▶ _RECORDED INFORMATION_
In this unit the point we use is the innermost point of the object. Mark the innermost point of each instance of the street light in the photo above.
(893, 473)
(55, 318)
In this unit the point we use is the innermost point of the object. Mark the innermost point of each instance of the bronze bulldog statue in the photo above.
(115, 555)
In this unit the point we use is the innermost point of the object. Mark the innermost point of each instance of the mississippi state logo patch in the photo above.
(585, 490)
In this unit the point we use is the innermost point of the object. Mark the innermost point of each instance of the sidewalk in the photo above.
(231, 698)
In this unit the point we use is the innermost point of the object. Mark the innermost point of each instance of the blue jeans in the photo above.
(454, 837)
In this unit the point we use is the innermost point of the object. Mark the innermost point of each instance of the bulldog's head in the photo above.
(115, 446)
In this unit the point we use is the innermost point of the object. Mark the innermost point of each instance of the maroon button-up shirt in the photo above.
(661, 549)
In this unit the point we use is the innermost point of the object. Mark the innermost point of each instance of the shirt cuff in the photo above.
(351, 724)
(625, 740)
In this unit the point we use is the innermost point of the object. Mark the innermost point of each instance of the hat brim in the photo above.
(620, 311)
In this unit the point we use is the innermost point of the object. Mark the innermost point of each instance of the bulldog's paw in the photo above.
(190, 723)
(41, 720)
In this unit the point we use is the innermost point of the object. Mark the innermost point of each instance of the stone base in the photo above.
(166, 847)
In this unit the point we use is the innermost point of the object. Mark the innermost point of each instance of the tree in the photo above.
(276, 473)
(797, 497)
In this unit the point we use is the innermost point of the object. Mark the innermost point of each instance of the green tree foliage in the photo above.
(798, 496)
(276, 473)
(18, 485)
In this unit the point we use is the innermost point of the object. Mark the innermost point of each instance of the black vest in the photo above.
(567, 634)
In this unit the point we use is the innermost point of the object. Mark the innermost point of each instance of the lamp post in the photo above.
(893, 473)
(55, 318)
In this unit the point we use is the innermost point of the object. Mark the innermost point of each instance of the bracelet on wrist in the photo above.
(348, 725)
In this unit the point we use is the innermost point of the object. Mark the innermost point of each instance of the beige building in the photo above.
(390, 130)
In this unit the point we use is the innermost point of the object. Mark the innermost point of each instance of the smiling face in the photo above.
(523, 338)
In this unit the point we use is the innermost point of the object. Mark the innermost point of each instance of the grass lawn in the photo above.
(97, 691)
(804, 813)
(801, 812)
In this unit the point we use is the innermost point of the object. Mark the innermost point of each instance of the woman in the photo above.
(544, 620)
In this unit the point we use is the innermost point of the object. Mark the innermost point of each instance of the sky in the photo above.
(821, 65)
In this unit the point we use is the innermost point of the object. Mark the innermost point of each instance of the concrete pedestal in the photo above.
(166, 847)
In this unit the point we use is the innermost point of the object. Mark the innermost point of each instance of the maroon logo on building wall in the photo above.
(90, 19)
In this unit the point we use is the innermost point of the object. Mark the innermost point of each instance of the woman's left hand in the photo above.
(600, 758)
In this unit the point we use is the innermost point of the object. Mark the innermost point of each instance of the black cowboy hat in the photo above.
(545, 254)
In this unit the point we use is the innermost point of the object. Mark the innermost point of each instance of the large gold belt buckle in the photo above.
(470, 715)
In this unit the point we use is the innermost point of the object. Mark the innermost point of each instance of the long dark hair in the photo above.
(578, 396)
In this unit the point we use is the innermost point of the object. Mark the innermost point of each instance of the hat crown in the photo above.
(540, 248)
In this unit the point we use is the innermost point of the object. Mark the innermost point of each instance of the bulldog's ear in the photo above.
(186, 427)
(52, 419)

▶ _WHAT THIS TASK INVOLVES_
Output the entries verbatim.

▶ _ANSWER FOR THIS EXERCISE_
In this unit the point we use is the innermost point of the object. Mark the innermost point of each instance of the street light in the photo above.
(893, 473)
(55, 318)
In this unit the point we use is the innermost point of the object. Mark the innermost point of each instance of the bronze bulldog statue in the photo above.
(115, 555)
In this unit the point we use is the innermost point of the object. Mark the innermost point of each instance of the mississippi state logo patch in the photo above.
(585, 490)
In this unit the point we use is the innermost point of the object. Mark the innermost point of each instance of the sidewalk in the photo above.
(231, 698)
In this unit the point we use is the innermost point of the object. Mark the innermost point of each instance of the blue jeans in the photo above.
(454, 837)
In this unit the point we use is the innermost point of the object. Mark the innermost point of each instance of the bulldog's head in the photo above.
(115, 446)
In this unit the point we use is the innermost point of the object. Mark the innermost point of each instance of the maroon button-up shirt in the photo above.
(661, 549)
In this unit the point we use is the innermost point of the object. Mark the innermost point of each instance of the shirt cuff in the photo above.
(351, 724)
(625, 740)
In this unit the point we use is the innermost point of the object. Mark the innermost point of each instance of the hat brim in the photo above.
(620, 311)
In this unit the point we use is the innermost point of the object. Mark the innermost point of each instance of the bulldog's paw in the photo above.
(190, 723)
(41, 720)
In this unit the point we use is the innermost point of the object. Mark the innermost point of each instance of the stone base in the photo above.
(166, 847)
In this unit the point we use is the innermost point of the object. Mark the innermost point of each instance of the tree in the photo above.
(276, 473)
(797, 497)
In this unit the point we use is the innermost point of the object. Mark the innermost point of each instance of the green tree foliage in the photo above.
(798, 496)
(276, 473)
(18, 485)
In this unit the point we use is the innermost point of the object. Mark the innermost point of each instance of the black vest in the photo above.
(567, 634)
In this unit the point we use is the innermost point of the object. Mark the innermost point of each instance of the lamp post in the photo above.
(893, 473)
(55, 318)
In this unit the point we use is the innermost point of the object. Mark the innermost point of each instance of the bracelet on wrist in the photo above.
(348, 725)
In this unit the point we use is the innermost point of the object. Mark the innermost point of each instance of the beige building in the photo above.
(390, 130)
In this unit the point we use is the innermost point of the object. Mark the innermost point of each instance of the smiling face in the photo above.
(523, 338)
In this unit the point we use is the innermost point of the object. Mark the innermost point of each instance of the grass lawn in the photo above.
(97, 691)
(804, 813)
(801, 812)
In this unit the point we use is the innermost point of the object. Mark the innermost point of each instance of the woman in the photo above.
(544, 620)
In this unit the point we use is the innermost point of the object. Mark the innermost point of each instance of the sky in the photo above.
(821, 65)
In this unit the point we use is the innermost point of the object. Mark the innermost point of each instance of the concrete pedestal in the photo above.
(166, 847)
In this unit the point we use is the innermost point of the object. Mark the innermost point of each instance of the maroon logo on building wall in the photo above.
(90, 19)
In this unit the point we use is the innermost point of the object. Mark the innermost point of each instance of the woman's left hand in the photo above.
(600, 758)
In this unit the point we use is the innermost point of the object. Mark the innermost point of each instance of the black cowboy hat in the photo above.
(545, 254)
In this unit the point we use is the innermost point of the object. Mark the innermost point of each instance of the large gold belt buckle in the photo above.
(470, 715)
In this unit the point we use is the innermost point of the object. Mark the innermost point of each instance of the long dark hair in the photo above.
(578, 396)
In this unit the point we use is the innermost point of the object. Mark the innermost point of each instance of the hat crown in the photo above.
(540, 248)
In this unit the point we use is the innermost point of the object. Mark the innermost point of each instance of the bulldog's ear in the photo above.
(186, 427)
(52, 419)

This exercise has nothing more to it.